--- begin Materials provided ---
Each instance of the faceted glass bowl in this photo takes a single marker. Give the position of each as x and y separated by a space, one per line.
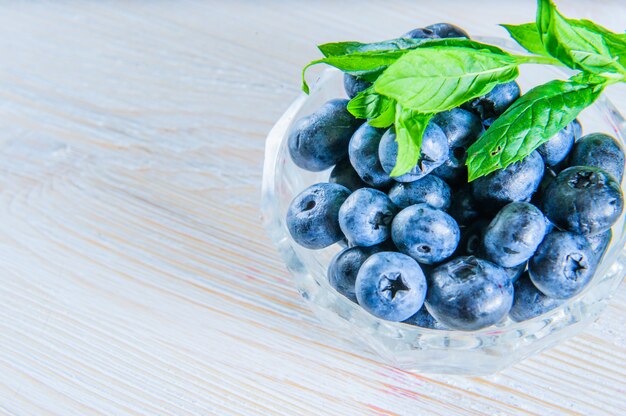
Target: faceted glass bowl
409 347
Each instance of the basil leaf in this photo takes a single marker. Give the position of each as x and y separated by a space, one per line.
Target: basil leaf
439 78
366 65
386 118
347 48
528 37
531 121
410 126
368 104
580 44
--- end Materials provided ---
> _Problem details_
Rewrite every row above in full, keeping its text unchanged but shifting each x and y coordinate in the answers by adding 52. Leave the pictures out.

> _Written solution_
Each instance of the faceted glass bowl in this photo takes a single marker. Give the position of each as x and y separated by a space, one per line.
Target: faceted glass bowl
461 399
Each instance of the basil leaf in this photo takes a single marker. Give the position of each as x and y separated by a space, one per line.
Target: basil leaf
491 130
418 117
438 170
399 100
580 89
583 173
462 178
420 156
632 96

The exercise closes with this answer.